> POLECENIA:
A. Jak często, według wpisu o naprawie kart graficznych, warto wymieniać pastę termoprzewodzącą?
B. Streść krócej akapit wpisu o naprawie kart graficznych, który zaczyna się od słów „Chciałbym poruszyć temat”, zachowując jego główne informacje.
C. Kontynuuj wpis o narzędziach do naprawy kart graficznych od miejsca, w którym się kończy.

> WYBRANY FRAGMENT:
Skocz do zawartości

Rekomendowane odpowiedzi

Opublikowano (edytowane)

Chciałbym poruszyć temat, który w prosty sposób będzie w stanie zobrazować potrzebne przyrządy i elementy do naprawy kart graficznych. Jako że zakres prac nad którymi można się pochylić jest ściśle sprowadzony do określonych czynności, można byłoby je zgromadzić w jednym miejscu, a w razie czego łatwo do nich wrócić.

 

Co będzie nam potrzebne:

  1. sprężone powietrze
  2. pasta termoprzewodząca (warto wymieniać ją co 1-2 lata)
  3. alkohol izopropylowy (IPA)
  4. termopady (co to są termopady)
  5. olej wazelinowy
  6. smar silikonowy (do wentylatorów)
  7. smar WD-40 z dodatkiem PTFE
  8. patyczki higieniczne (do uszu)
  9. łopatka

Tutaj może krótkie pytanie, jak widzicie, co z numerów 5-7 będzie się najlepiej nadawało? Tak w ogóle to lepiej wyposażyć się w produkty z cienką dyszą? Co do tego ostatniego chyba słyszałem, że nie jest wskazany z jakichś istotnych powodów. Prosiłbym o podlinkowanie listy zakupów do tych praktycznych narzędzi, które warto sobie nabyć i się zaopatrzyć.

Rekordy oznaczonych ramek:
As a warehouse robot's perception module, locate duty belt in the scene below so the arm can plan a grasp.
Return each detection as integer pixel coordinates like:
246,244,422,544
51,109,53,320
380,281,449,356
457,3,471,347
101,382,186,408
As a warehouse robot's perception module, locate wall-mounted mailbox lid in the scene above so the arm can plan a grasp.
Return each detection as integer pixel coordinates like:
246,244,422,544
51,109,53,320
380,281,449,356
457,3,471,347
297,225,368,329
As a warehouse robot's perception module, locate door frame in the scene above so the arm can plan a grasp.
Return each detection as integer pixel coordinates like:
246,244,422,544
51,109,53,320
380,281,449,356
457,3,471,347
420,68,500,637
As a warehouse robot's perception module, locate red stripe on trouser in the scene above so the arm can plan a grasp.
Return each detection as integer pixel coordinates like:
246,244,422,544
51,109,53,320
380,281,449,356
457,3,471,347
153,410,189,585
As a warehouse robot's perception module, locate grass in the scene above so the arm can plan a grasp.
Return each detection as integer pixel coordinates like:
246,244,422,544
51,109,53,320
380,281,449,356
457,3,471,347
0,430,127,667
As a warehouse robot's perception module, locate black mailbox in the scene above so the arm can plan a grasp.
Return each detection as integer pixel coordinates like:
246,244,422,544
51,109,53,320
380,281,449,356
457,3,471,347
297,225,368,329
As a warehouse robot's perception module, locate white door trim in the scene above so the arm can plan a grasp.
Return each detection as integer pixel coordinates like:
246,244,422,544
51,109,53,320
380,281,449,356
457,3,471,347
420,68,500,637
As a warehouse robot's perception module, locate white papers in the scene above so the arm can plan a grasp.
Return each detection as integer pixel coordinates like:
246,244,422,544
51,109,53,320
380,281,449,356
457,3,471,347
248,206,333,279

> ODPOWIEDZI:
A. Co 1–2 lata.

B. Autor chce w prosty sposób przedstawić przyrządy i elementy potrzebne do naprawy kart graficznych. Ponieważ zakres prac ogranicza się do określonych czynności, można je zebrać w jednym miejscu i łatwo do nich wracać.

C.
 

Przechodząc do napraw. Co może pójść nie tak? Wydaję mi się, że mogą to być łożyska od wentylatorów, zmiana pasty w karcie graficznej, trzeszcząca i stukająca karta graficzna, uszkodzone łożyska, grzechotanie wentylatora.

 

Czym ogólnie naoliwić łożysko od karty graficznej? I co to w ogóle jest to łożysko?

Edytowane przez nie_znaleziono
Opublikowano (edytowane)

Olej wazelinowy czy smar silikonowy się nadadzą do przesmarowania jeżeli oczywiście będzie dało się wypchać śmigło bo większość wentylatorów jest nierozbieralnych... czasy rozbierania i smarowania to już przeszłość, nie mniej jednak jak trafisz takie to nigdy nie smaruj niczym gęstym typu towot maszynowy :E, trochę takich wentylatorów w życiu czyściłem i smarowałem zwykły olej wazelinowy się dobrze sprawdzał. Co do pasty i wymiany co rok/dwa to różnie to bywa... czasem problem potrafi się pojawić po kilku miesiącach np z nie normalnie wysokim hot spotem, ogólnie od kiedy na rynku dostępne są pady zmiennofazowe typu PTM to nie warto w ogóle używać zwykłej pasty na gołe rdzenie, takiego pada aplikujesz raz po starciu starej pasty i masz z głowy wymiany dożywotnio xD 

Edytowane przez Send1N
  • Like 1
  • Upvote 1
Opublikowano (edytowane)

Od siebie dodam, że WD40 to syf. Zwykły psikacz do awaryjnego stosowania jak coś skrzypi w samochodzie i chcesz doczekać wizyty u mechanika w ciszy. 
Do „narzędzi” dodałbym jeszcze grzebyczek z długimi włoskami (np. Taki do czyszczenia klawiatury) żeby obruszać kurz na radiatorze i dopiero później dmuchnąć powietrzem. Samo powietrze nie oderwie wszystkiego. 
Ja mam np. Dmuchawkę Mozos XB-1, w zestawie są różne końcówki, jest też z włosiem.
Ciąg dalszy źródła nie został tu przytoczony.